=== Task material ===

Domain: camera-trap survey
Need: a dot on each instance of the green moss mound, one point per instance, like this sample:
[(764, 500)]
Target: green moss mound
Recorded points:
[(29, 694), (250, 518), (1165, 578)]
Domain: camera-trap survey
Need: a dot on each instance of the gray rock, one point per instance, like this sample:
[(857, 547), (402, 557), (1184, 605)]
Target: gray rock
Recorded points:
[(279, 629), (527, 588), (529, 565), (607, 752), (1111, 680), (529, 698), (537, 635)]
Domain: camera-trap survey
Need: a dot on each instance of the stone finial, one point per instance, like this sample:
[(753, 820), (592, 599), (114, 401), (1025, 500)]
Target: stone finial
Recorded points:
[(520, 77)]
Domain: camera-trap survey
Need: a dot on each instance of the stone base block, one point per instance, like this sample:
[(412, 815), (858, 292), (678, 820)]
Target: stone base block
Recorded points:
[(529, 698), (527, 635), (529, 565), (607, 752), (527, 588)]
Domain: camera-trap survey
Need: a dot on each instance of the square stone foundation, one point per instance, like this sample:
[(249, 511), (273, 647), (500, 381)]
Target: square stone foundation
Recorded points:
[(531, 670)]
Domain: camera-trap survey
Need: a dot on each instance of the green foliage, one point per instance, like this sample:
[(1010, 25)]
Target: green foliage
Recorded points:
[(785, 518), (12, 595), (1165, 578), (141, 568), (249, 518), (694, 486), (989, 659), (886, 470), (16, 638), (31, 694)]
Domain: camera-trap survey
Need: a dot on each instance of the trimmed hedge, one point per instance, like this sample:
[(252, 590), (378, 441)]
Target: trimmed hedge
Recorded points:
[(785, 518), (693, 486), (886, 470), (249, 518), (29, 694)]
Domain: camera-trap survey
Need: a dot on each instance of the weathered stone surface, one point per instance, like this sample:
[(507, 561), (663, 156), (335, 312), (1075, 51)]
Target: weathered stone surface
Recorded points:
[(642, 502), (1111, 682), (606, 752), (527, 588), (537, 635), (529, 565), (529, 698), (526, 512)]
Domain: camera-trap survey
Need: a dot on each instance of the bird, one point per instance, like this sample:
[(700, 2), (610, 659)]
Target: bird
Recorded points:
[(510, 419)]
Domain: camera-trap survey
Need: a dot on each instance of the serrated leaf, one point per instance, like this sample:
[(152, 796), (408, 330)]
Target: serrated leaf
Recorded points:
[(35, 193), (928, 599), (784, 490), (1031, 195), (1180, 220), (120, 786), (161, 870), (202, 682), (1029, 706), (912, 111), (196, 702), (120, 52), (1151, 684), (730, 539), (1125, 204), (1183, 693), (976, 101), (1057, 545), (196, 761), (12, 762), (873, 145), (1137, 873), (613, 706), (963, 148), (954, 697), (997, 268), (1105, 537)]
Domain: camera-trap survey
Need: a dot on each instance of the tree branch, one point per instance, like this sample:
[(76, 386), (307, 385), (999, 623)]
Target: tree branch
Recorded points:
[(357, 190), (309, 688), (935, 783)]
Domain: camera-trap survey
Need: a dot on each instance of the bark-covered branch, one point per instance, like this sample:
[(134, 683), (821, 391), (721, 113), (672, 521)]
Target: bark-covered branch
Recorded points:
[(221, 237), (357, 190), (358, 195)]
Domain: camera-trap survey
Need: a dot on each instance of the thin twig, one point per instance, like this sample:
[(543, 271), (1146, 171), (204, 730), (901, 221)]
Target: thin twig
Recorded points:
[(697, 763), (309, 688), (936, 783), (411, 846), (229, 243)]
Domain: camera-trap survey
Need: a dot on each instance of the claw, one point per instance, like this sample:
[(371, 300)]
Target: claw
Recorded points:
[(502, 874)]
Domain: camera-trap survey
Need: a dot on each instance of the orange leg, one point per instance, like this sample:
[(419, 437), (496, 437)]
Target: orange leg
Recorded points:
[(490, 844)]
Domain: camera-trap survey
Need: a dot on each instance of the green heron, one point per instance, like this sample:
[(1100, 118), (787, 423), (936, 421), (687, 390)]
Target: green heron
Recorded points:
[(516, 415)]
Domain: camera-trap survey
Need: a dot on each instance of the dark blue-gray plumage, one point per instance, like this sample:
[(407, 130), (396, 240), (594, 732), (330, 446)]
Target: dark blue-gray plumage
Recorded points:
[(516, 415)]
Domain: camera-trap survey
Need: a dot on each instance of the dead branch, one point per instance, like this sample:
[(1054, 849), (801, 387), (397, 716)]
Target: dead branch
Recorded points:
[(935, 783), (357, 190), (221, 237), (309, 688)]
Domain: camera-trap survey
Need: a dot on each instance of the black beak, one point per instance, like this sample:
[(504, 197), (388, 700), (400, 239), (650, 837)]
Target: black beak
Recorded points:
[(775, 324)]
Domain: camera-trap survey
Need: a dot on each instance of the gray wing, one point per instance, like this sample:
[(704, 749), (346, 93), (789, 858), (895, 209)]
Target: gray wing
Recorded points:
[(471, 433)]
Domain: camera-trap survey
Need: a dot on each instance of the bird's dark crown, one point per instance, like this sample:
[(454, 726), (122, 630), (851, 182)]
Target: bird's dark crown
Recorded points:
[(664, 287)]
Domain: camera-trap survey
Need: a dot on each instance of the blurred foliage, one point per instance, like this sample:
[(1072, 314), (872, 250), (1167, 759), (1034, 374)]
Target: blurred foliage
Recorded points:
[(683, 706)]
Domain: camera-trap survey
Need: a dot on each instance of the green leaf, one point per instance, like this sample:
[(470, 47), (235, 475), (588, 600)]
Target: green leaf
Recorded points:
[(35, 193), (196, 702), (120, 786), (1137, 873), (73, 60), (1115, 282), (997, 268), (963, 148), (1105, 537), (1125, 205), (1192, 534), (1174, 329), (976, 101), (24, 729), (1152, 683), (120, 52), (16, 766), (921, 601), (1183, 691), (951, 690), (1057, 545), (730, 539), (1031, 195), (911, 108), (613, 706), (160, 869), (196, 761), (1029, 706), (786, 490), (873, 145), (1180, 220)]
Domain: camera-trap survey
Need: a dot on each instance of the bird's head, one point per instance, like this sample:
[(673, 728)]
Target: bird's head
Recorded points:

===

**Exercise brief**
Arrange everything from the first of the lines above down to the line containing "698), (537, 635)]", both ends included, as a JSON list of strings with one string per line and blank lines left out.

**Finished answer**
[
  "Domain: camera-trap survey",
  "Need: a dot on each instance of the green moss mound, one point per instance, like this sample:",
  "[(764, 500)]",
  "Target: green moss mound",
  "Recorded points:",
  "[(29, 694), (250, 518), (1165, 578)]",
  "Domain: camera-trap survey",
  "Need: a dot on each instance of the gray rock, one point per instance, like this sample:",
  "[(857, 547), (402, 557), (1184, 605)]",
  "Target: gray rock",
  "Recorded points:",
  "[(279, 629), (527, 588), (529, 565), (607, 752), (1111, 680), (529, 698), (537, 635)]"
]